Supplied passage:
Since 1991, CTI has focused on the development and commercialization of new oncology therapy products. Our commitment to patients is an important value at CTI, with the goal of making standard-of-care treatment less toxic and more effective. This commitment is reflected in the events that have shaped CTI during the past two decades.
In the fall of 1991, CTI was founded by two oncologists, Drs. James Bianco and Jack Singer, and a financial executive, Louis Bianco. While treating patients in the clinic, Drs. Bianco and Singer had some very encouraging results from the combination of two already approved drugs. In an effort to determine why these drugs appeared to work for these patients, the entrepreneurs founded the company initially called Combined Therapeutics.
On March 26, 1997, we completed our initial public offering (IPO) raising gross proceeds of $30 million.
In June 1998, we entered into an agreement with PG-TXL Company, L.P. granting us an exclusive worldwide license for the rights to PG-TXL, now known as OPAXIO™ (paclitaxel poliglumex, CT-2103), and to all potential uses of PG-TXL’s polymer technology.
In January 2000, we acquired PolaRx and its drug TRISENOX (arsenic trioxide) injection. We submitted a New Drug Application to the United States Food and Drug Administration in record time.
In September 2000, less than six months after the submission—and within three years of entering clinical trials—TRISENOX was approved for treating patients whose disease has recurred or who failed to respond to standard therapy for a rare type of leukemia called acute promyelocytic leukemia (APL). Within nine days of approval, the drug was being shipped.

Listed entries:
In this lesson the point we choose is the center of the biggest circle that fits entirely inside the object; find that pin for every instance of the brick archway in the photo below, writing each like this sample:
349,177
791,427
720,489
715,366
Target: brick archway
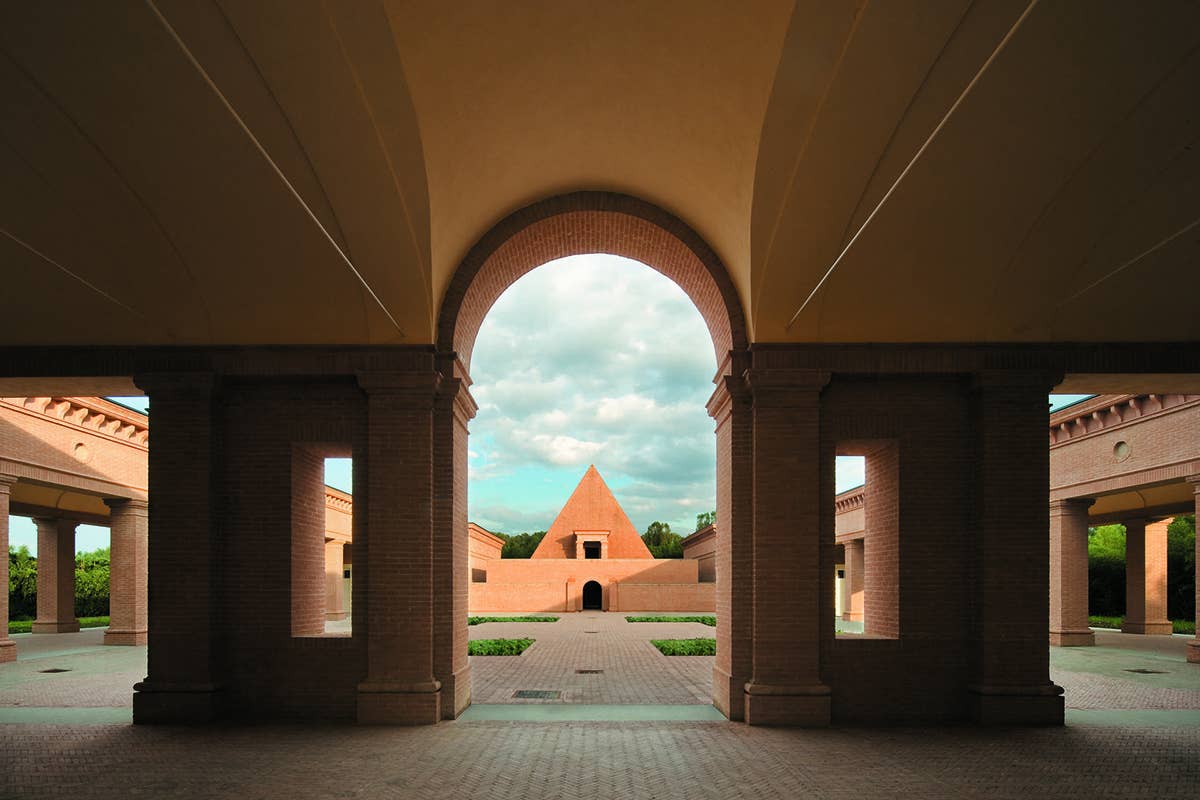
574,224
580,223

Things to do:
- 1) Answer these questions from the history of CTI:
(a) In what season and year was CTI founded?
(b) What gross proceeds did the initial public offering raise?
(c) Which drug came to CTI through the acquisition of PolaRx?
- 2) Extend the history of CTI with the next part of the account, beginning after its final sentence about the drug being shipped.

Answers below:
- 1)
(a) The fall of 1991
(b) $30 million
(c) TRISENOX (arsenic trioxide) injection

- 2)
In 2004, we acquired Novuspharma (near Milan, Italy) and their novel drug candidate, pixantrone. The complementary expertise of the two companies resulted in an integrated biopharmaceutical company with capabilities across the entire spectrum of drug discovery, development, and commercialization. With this acquisition, we benefit from a stronger European presence with more global access to patients, physicians, and capital markets.
In July 2005, we sold the TRISENOX brand and certain proteasome assets to Cephalon for an aggregate of approximately $68 million. We may receive up to an additional $100 million if certain sales and regulatory milestones are achieved in the future.
In September 2006, we entered into an exclusive worldwide licensing agreement with Novartis for the development and commercialization of OPAXIO (formerly known as XYOTAX). Total product registration and sales milestones due from Novartis for OPAXIO under the agreements could reach up to $270 million. The agreement also provides Novartis with an option to develop and commercialize pixantrone based on agreed terms. As part of the agreement Novartis made a $15 million equity investment in CTI.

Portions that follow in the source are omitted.